Selected excerpt Block Start

June 2, 2004
Most significant of all awards given by the Vesalius Trust is the Inez Demonet Scholarship. This scholarship is given to a student enrolled in a medical illustration graduate program who exhibits potential for making significant contributions to the field of medical communications. This very big order has been met and here at Johns Hopkins, we cheer the winner: Joan is the eighth Hopkins winner in the sixteen years of the Inez Demonet Scholarship Award. The award affirms the insightful thought given by Joan in all her endeavors. Her outlook respects dependable and convincing solutions. Yet, she anticipates forward-moving options; her own or others. Careful planning and impressive communication artistry has us expecting significant contributions from her. Everyone at Joan’s home is joyful, including her lawyer-husband and their little daughters, Serena and Arielle.
May 21, 2004
Everyone will be pleased to learn that Anne was the recipient of the Ranice W. Crosby Distinguished Achievement Award, given in recognition of scholarly contributions made to the advancement of art as applied to the medical sciences. Hers was the 17th Crosby award given at the commencement ceremony of the Johns Hopkins School of Medicine, May 20, 2004. Anne is the Advocate par excellence for medical illustrators having trained for this career at Hopkins, earning her Master’s degree in 1990. Anne is now with the Lister Hill National Center for Biomedical Communications in their Audiovisual Program Development Branch; in Bethesda, Maryland. She is the development producer overseeing all project and program activities. And she is also a mentor directing five or six students, for various periods of time, who aspire to become medical (or scientific) illustrators. You realize that she is a very knowledgeable and busy woman. What will delight you is to hear that after receiving the Crosby Award she said, “It was a dream. I am brimming with JOY!”

Selected excerpt Block End

Problem to work on: Copy out the award announcements above in full, word for word.

Data for analysis Block Start

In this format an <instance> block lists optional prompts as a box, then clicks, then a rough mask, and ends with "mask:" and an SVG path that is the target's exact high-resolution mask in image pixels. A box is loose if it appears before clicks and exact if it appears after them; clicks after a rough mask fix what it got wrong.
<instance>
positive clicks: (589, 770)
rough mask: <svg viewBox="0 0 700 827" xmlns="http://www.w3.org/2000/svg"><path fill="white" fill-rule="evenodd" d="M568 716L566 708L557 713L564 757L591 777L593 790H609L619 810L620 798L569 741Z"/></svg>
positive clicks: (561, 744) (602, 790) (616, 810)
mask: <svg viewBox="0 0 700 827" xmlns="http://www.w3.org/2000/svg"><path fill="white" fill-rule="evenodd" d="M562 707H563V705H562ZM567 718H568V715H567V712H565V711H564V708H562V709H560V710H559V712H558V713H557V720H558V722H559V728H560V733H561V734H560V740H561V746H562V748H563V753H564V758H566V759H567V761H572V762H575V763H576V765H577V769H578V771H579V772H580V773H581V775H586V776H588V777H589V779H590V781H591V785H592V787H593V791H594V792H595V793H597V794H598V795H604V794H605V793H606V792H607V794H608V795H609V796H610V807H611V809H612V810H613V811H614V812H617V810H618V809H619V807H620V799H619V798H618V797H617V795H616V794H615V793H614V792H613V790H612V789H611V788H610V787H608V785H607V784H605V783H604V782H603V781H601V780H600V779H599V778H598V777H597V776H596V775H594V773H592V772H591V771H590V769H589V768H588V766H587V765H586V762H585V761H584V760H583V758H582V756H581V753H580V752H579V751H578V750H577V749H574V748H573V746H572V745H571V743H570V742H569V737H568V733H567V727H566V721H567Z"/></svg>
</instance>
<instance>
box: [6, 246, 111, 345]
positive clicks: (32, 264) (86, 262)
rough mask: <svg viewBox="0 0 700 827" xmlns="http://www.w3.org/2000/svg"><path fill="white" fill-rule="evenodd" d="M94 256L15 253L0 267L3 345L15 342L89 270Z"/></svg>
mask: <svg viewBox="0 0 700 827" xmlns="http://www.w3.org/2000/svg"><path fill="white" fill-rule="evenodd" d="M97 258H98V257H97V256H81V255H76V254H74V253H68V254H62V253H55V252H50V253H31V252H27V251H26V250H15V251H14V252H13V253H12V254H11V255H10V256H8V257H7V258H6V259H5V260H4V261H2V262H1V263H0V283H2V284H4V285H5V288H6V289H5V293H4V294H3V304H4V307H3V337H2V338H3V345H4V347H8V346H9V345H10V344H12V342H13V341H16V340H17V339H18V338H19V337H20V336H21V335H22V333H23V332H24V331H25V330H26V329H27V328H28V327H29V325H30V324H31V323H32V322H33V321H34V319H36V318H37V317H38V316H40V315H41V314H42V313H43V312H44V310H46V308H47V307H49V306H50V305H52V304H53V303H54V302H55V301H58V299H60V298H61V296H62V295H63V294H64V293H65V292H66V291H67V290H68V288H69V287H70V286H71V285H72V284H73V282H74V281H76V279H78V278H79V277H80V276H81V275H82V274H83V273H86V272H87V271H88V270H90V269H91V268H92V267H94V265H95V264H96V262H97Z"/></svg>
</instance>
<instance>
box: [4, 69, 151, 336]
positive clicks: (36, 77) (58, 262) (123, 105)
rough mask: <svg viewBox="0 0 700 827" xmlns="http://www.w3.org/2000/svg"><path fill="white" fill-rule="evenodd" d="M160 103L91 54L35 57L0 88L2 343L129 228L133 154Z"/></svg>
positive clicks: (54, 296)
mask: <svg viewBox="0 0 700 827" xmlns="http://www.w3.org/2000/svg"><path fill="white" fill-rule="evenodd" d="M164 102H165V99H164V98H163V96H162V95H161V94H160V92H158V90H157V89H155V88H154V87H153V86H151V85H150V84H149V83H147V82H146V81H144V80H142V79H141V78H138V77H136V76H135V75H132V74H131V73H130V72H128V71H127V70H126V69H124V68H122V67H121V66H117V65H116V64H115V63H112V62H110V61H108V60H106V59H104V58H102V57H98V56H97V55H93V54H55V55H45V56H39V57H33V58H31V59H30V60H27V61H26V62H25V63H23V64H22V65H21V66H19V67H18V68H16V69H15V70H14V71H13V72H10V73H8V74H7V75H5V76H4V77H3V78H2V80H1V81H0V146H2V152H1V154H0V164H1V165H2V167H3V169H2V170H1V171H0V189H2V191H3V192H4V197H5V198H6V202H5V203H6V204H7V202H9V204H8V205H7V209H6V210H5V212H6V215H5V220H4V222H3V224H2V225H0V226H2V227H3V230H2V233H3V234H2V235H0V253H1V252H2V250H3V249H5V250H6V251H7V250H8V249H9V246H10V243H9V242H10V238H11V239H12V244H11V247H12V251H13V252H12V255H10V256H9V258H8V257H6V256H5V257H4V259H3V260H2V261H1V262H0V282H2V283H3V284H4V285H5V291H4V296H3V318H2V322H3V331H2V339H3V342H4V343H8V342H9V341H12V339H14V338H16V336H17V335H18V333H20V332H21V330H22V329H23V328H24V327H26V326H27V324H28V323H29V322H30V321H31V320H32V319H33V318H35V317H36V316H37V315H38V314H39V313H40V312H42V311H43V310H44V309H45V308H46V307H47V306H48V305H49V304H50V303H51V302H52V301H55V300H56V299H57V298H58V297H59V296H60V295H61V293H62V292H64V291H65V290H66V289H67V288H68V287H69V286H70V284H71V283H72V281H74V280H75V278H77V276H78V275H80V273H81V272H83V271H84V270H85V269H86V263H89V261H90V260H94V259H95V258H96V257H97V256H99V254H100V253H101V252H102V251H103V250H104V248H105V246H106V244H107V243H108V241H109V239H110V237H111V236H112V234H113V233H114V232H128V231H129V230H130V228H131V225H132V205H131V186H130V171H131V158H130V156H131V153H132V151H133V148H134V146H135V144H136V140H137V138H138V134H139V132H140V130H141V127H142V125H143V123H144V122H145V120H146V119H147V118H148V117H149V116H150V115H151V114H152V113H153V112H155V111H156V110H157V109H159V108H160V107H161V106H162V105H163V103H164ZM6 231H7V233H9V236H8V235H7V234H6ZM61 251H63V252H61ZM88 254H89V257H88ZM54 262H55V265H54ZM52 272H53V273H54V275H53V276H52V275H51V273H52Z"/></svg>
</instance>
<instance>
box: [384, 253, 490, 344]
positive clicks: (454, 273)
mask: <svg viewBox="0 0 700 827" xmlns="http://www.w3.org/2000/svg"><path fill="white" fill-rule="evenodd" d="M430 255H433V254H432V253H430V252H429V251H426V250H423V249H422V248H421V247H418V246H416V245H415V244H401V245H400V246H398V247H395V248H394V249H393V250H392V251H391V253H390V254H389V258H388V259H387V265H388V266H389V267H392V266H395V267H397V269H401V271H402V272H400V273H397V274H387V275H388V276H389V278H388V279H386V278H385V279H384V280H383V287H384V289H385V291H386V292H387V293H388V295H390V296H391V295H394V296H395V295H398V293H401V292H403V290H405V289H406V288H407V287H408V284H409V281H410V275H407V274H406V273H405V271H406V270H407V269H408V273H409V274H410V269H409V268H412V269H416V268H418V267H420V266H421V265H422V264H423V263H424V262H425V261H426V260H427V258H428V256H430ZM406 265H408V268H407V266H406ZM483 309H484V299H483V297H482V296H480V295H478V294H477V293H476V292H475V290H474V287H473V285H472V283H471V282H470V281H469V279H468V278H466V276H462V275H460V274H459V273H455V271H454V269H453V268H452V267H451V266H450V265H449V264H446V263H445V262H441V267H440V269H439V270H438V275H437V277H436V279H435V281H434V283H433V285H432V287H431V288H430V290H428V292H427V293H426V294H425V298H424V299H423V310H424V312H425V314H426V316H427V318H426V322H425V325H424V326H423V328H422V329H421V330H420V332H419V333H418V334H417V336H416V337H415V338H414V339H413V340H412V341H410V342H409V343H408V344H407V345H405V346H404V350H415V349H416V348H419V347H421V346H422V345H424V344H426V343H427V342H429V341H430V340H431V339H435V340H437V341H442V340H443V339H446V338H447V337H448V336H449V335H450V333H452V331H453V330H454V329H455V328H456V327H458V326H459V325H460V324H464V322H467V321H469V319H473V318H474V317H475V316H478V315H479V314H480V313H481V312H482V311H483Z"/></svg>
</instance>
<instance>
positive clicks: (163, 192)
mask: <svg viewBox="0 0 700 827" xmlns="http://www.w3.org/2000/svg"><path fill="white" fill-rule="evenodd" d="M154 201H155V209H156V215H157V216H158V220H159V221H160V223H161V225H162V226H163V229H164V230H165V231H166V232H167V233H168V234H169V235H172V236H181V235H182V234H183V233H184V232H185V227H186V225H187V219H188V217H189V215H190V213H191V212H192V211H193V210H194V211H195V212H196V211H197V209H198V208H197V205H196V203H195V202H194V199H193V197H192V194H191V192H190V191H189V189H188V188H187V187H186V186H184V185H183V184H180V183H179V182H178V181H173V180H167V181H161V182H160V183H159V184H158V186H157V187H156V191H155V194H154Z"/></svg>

Data for analysis Block End

Your solution:
June 2, 2004
Most significant of all awards given by the Vesalius Trust is the Inez Demonet Scholarship. This scholarship is given to a student enrolled in a medical illustration graduate program who exhibits potential for making significant contributions to the field of medical communications. This very big order has been met and here at Johns Hopkins, we cheer the winner: Joan is the eighth Hopkins winner in the sixteen years of the Inez Demonet Scholarship Award. The award affirms the insightful thought given by Joan in all her endeavors. Her outlook respects dependable and convincing solutions. Yet, she anticipates forward-moving options; her own or others. Careful planning and impressive communication artistry has us expecting significant contributions from her. Everyone at Joan’s home is joyful, including her lawyer-husband and their little daughters, Serena and Arielle.
May 21, 2004
Everyone will be pleased to learn that Anne was the recipient of the Ranice W. Crosby Distinguished Achievement Award, given in recognition of scholarly contributions made to the advancement of art as applied to the medical sciences. Hers was the 17th Crosby award given at the commencement ceremony of the Johns Hopkins School of Medicine, May 20, 2004. Anne is the Advocate par excellence for medical illustrators having trained for this career at Hopkins, earning her Master’s degree in 1990. Anne is now with the Lister Hill National Center for Biomedical Communications in their Audiovisual Program Development Branch; in Bethesda, Maryland. She is the development producer overseeing all project and program activities. And she is also a mentor directing five or six students, for various periods of time, who aspire to become medical (or scientific) illustrators. You realize that she is a very knowledgeable and busy woman. What will delight you is to hear that after receiving the Crosby Award she said, “It was a dream. I am brimming with JOY!”